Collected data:
--- START ---

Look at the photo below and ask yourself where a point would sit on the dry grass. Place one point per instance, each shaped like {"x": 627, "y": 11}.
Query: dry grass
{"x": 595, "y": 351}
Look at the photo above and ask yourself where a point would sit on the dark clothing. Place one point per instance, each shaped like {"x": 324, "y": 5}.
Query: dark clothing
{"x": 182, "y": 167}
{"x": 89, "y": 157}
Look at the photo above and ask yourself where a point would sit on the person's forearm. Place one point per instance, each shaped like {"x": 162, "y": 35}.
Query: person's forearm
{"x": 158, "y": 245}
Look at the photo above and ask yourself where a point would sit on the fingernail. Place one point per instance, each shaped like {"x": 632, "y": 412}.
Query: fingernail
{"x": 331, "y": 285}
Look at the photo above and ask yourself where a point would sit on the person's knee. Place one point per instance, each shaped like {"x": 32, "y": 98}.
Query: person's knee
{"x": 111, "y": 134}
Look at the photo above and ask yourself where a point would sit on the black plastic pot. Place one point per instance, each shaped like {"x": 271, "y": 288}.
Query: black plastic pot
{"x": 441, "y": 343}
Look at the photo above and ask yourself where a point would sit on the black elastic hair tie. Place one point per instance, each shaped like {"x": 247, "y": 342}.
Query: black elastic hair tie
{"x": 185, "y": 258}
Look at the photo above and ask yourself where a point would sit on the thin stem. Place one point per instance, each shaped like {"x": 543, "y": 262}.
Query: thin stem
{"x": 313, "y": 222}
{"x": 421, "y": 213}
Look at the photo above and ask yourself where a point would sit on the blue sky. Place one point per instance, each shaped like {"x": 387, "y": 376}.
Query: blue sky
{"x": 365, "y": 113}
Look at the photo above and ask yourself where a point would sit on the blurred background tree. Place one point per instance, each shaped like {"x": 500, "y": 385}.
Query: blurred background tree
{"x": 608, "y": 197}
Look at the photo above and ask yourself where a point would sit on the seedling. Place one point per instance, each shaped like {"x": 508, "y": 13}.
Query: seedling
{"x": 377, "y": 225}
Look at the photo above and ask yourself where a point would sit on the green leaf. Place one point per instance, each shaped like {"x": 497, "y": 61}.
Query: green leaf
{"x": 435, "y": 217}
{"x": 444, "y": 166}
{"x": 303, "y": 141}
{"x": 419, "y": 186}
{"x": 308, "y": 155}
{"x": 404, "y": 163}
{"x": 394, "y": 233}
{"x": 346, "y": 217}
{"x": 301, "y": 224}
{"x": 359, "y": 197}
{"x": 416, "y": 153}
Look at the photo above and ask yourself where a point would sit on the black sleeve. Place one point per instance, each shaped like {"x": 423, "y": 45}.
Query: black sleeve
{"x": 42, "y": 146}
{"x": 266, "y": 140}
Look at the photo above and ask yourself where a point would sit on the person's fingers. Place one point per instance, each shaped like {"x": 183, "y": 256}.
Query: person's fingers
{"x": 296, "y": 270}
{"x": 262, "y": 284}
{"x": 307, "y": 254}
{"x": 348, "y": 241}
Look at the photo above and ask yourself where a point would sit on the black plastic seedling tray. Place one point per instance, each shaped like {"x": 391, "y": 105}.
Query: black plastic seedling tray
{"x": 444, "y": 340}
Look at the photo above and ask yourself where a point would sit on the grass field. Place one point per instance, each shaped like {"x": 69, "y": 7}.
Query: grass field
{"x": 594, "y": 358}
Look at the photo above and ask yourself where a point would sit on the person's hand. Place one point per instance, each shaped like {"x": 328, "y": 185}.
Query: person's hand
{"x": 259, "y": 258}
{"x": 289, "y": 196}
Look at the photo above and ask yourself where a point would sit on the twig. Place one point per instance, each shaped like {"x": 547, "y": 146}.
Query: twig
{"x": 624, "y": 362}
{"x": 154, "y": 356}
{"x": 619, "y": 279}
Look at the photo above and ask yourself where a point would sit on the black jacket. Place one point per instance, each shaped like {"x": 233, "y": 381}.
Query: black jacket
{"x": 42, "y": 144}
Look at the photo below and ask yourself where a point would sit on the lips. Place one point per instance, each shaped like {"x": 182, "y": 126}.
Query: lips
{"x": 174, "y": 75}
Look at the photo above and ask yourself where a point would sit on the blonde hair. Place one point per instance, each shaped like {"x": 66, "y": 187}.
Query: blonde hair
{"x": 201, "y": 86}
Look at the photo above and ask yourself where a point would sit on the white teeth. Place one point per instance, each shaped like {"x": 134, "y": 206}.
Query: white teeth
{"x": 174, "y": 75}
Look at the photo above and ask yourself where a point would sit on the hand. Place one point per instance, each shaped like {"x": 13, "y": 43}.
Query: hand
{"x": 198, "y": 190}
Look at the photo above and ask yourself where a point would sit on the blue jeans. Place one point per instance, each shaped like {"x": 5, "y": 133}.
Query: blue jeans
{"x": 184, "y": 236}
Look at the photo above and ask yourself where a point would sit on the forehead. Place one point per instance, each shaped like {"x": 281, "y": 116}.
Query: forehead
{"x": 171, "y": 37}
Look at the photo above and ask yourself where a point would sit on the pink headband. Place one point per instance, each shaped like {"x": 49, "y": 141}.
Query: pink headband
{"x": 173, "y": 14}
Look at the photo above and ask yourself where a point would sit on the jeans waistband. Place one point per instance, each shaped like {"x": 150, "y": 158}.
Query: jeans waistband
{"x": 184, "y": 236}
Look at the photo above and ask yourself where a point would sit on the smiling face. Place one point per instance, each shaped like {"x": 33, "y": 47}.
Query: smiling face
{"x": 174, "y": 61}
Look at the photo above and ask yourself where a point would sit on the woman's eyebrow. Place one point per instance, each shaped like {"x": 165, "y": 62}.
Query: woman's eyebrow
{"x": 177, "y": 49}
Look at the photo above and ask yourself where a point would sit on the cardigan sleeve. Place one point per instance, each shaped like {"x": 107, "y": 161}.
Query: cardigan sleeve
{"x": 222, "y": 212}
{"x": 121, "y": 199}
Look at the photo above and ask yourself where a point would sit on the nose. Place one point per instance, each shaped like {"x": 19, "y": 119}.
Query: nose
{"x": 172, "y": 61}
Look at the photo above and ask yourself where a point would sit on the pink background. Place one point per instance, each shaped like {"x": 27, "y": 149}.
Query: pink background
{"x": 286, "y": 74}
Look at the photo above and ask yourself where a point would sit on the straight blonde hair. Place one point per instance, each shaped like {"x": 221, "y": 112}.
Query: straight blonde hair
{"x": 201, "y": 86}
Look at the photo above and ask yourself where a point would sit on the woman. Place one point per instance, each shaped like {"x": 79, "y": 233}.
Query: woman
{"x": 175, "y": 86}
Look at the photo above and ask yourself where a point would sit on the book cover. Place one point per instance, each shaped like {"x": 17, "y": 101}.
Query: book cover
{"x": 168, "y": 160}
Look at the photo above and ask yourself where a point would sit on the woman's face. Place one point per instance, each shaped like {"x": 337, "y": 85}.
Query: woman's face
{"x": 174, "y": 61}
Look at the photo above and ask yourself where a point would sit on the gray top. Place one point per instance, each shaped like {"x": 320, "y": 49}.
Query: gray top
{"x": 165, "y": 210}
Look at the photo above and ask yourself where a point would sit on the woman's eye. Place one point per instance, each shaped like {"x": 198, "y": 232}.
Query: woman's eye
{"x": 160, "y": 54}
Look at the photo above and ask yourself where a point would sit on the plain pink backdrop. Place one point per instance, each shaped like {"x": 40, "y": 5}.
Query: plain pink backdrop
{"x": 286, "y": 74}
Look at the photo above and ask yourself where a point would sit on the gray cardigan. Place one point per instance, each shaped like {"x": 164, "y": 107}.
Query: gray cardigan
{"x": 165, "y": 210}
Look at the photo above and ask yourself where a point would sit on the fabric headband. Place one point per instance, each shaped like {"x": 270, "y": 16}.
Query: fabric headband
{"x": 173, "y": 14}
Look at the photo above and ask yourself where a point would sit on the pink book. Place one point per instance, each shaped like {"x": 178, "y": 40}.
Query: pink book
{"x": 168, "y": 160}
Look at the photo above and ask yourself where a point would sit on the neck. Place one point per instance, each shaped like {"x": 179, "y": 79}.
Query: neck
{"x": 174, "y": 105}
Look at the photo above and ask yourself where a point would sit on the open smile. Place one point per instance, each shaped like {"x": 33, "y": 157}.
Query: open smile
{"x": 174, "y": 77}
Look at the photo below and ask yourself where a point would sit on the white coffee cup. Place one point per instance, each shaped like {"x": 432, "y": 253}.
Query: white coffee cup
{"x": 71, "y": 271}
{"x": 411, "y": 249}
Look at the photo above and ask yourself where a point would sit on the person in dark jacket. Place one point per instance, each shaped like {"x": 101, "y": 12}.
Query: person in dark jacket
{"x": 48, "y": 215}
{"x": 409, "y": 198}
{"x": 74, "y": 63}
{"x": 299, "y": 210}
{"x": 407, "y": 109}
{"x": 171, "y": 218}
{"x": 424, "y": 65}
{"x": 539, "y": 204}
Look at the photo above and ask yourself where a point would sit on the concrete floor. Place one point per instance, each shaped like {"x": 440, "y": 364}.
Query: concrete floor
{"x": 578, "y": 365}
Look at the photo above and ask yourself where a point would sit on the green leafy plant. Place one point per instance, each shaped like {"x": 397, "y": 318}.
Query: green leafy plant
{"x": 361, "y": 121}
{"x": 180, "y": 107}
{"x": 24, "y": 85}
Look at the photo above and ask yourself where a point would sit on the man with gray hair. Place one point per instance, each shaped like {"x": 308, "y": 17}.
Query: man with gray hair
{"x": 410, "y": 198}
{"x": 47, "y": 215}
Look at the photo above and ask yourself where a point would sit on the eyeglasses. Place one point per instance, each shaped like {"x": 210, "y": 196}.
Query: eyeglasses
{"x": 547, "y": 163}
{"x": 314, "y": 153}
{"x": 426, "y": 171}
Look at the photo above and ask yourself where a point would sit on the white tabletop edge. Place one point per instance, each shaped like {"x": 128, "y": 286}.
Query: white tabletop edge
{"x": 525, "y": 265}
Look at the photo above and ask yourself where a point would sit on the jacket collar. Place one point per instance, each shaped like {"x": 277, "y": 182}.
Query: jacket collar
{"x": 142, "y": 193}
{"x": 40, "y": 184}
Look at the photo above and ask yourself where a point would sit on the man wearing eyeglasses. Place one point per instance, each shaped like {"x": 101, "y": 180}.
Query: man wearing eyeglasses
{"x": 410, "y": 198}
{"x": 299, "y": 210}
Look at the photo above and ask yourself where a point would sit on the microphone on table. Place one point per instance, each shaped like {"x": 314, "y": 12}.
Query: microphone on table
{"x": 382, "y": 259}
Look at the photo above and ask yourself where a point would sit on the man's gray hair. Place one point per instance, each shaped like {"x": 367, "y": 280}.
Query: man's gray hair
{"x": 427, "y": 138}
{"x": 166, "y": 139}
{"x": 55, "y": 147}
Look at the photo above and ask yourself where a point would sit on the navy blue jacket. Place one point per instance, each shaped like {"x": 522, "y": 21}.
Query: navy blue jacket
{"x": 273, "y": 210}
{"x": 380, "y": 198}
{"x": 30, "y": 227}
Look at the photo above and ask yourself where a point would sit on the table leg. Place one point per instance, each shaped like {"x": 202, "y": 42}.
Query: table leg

--- END ---

Task brief: Lines to set down from above: the line with "the person's fingers.", the line with "the black jacket.", and every line between, each exactly as written.

Answer to this task:
Look at the photo above and ask yourself where a point would sit on the person's fingers. Place one point per instance, each shaped like {"x": 183, "y": 256}.
Query: person's fingers
{"x": 296, "y": 270}
{"x": 262, "y": 284}
{"x": 307, "y": 254}
{"x": 348, "y": 241}
Look at the photo above and ask yourself where a point would sit on the black plastic seedling tray. Place one point per instance, each shaped like {"x": 391, "y": 105}.
Query: black plastic seedling tray
{"x": 444, "y": 340}
Look at the photo above and ask yourself where a point would sit on the grass field. Place one point per instance, each shaped like {"x": 69, "y": 7}.
Query: grass field
{"x": 594, "y": 358}
Look at the photo above and ask yourself where a point would sit on the person's hand. Place one point per instance, each shaped like {"x": 328, "y": 185}.
Query: person's hand
{"x": 259, "y": 258}
{"x": 289, "y": 196}
Look at the photo above and ask yourself where a point would sit on the twig. Place one point per instance, each shaped like {"x": 547, "y": 146}.
Query: twig
{"x": 624, "y": 362}
{"x": 154, "y": 356}
{"x": 619, "y": 279}
Look at the photo above and ask yourself where a point would sit on the black jacket. Place one point per instance, each shaped like {"x": 233, "y": 381}.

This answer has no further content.